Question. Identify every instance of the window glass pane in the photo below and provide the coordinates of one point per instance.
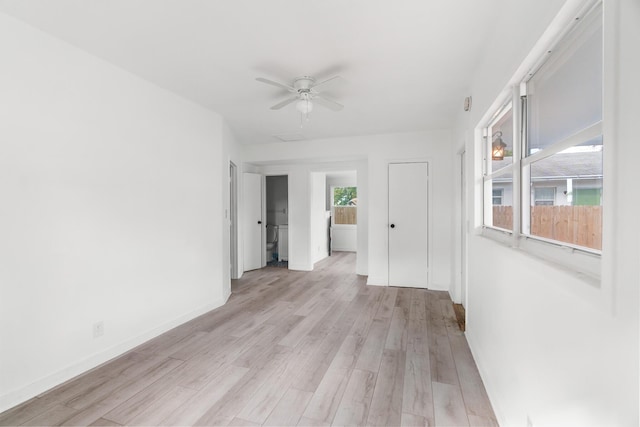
(502, 212)
(345, 196)
(345, 201)
(565, 95)
(566, 191)
(498, 194)
(501, 142)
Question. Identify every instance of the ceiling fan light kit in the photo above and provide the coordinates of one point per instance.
(305, 92)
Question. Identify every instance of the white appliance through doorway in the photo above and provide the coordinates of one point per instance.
(408, 224)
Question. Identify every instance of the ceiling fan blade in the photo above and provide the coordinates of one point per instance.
(276, 84)
(284, 103)
(325, 81)
(328, 102)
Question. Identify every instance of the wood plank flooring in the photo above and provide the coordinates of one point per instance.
(289, 348)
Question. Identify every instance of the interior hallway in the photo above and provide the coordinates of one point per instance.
(289, 348)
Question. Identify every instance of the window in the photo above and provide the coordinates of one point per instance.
(552, 143)
(345, 205)
(498, 193)
(498, 179)
(544, 196)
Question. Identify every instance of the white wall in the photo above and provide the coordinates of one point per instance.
(111, 211)
(377, 151)
(552, 346)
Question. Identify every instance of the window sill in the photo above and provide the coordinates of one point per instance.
(582, 264)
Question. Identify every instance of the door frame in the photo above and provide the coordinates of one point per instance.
(464, 280)
(264, 211)
(233, 220)
(429, 162)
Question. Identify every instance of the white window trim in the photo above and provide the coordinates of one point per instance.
(584, 261)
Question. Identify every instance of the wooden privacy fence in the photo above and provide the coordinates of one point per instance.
(578, 225)
(345, 214)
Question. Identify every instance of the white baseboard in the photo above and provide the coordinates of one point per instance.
(377, 281)
(15, 397)
(488, 386)
(300, 267)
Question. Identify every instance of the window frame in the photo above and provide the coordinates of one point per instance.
(573, 257)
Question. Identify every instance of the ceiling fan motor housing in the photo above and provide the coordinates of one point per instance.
(303, 84)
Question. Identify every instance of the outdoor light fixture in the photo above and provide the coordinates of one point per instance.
(497, 147)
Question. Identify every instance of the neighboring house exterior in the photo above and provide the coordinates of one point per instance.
(565, 179)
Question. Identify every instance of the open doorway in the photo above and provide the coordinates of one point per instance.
(342, 201)
(277, 227)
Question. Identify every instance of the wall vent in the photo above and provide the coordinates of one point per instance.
(290, 137)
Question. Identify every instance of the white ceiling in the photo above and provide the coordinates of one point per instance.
(406, 64)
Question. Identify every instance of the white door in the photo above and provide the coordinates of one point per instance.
(408, 225)
(252, 195)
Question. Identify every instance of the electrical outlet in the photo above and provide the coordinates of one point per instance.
(98, 329)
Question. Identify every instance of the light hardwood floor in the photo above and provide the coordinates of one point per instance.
(289, 348)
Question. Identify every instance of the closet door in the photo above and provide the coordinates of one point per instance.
(408, 224)
(252, 196)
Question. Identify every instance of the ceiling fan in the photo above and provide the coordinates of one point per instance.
(305, 94)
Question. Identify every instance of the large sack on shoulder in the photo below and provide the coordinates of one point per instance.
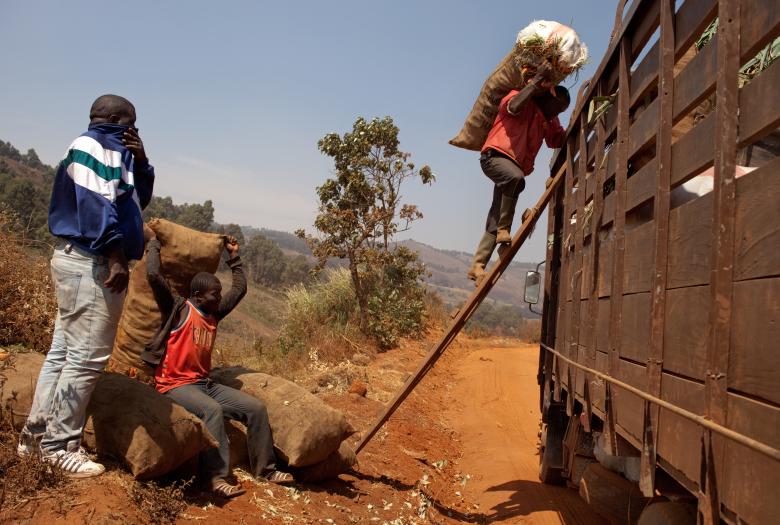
(541, 40)
(184, 252)
(305, 429)
(504, 78)
(18, 378)
(137, 425)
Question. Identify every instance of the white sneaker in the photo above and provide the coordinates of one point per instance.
(74, 464)
(28, 445)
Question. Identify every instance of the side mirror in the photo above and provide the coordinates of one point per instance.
(533, 282)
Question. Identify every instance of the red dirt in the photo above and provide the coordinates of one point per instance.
(462, 448)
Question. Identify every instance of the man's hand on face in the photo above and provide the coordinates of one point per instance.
(231, 245)
(134, 143)
(148, 233)
(118, 274)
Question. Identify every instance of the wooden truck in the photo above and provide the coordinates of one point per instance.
(660, 348)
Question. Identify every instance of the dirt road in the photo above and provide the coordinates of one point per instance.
(496, 416)
(462, 448)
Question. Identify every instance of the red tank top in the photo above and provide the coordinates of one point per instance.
(188, 353)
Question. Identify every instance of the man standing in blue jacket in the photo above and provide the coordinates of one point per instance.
(100, 188)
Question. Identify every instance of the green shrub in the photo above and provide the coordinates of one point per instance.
(328, 305)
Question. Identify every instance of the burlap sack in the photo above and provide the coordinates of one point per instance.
(506, 77)
(128, 421)
(559, 43)
(17, 385)
(142, 428)
(305, 429)
(184, 252)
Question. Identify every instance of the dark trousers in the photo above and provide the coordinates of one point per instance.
(508, 179)
(213, 403)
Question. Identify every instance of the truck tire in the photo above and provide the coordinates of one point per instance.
(551, 445)
(668, 513)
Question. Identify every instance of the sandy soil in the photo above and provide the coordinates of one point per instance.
(462, 448)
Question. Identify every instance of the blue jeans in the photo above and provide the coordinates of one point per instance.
(87, 318)
(213, 403)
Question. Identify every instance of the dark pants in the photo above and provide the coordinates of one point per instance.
(213, 403)
(508, 179)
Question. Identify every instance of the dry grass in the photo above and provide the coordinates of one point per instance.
(22, 479)
(162, 504)
(27, 302)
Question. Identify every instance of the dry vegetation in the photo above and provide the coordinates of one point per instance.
(21, 479)
(27, 300)
(162, 504)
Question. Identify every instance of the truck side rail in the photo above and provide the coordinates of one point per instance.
(678, 300)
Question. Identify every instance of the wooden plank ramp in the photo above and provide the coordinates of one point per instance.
(470, 306)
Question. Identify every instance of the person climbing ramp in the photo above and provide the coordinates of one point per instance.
(510, 135)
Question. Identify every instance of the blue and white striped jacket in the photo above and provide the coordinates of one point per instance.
(99, 193)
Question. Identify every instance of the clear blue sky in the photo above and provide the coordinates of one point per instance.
(232, 96)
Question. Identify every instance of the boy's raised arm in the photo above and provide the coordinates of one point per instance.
(238, 287)
(162, 291)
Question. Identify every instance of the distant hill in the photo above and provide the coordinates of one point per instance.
(448, 270)
(25, 184)
(447, 267)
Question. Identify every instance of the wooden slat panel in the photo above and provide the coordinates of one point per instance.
(694, 151)
(690, 243)
(754, 367)
(605, 267)
(602, 327)
(760, 25)
(750, 485)
(724, 205)
(690, 21)
(609, 208)
(686, 329)
(638, 272)
(597, 387)
(679, 439)
(696, 81)
(756, 116)
(758, 223)
(630, 408)
(644, 128)
(587, 270)
(582, 357)
(590, 186)
(645, 75)
(635, 331)
(642, 27)
(641, 185)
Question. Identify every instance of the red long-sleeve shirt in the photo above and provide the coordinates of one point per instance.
(520, 136)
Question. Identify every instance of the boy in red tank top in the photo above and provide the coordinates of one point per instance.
(525, 119)
(181, 352)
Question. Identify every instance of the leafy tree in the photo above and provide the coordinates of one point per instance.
(360, 208)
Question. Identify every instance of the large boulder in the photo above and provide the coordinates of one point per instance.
(127, 420)
(305, 429)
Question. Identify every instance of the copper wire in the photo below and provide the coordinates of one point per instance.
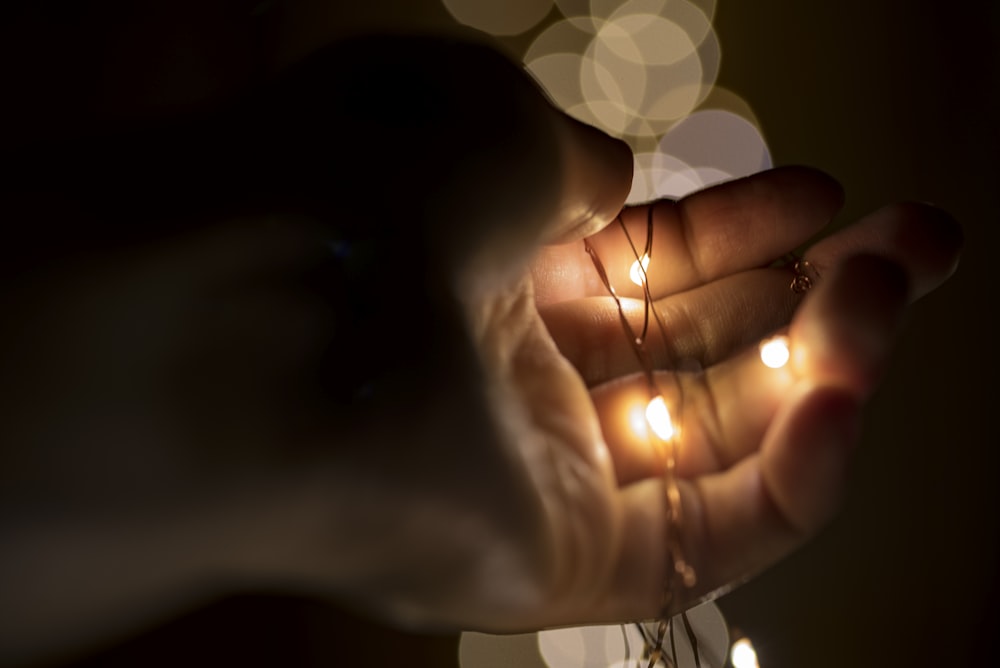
┄┄┄┄┄┄
Locate every line in the data above that contains the string "dirt" and copy each of those lines.

Question. Identify every instance of the red dirt in the photo above and provide the coordinates of one point per instance.
Question. Identify every instance of the dirt road in the photo above and provide the coordinates of one point per instance.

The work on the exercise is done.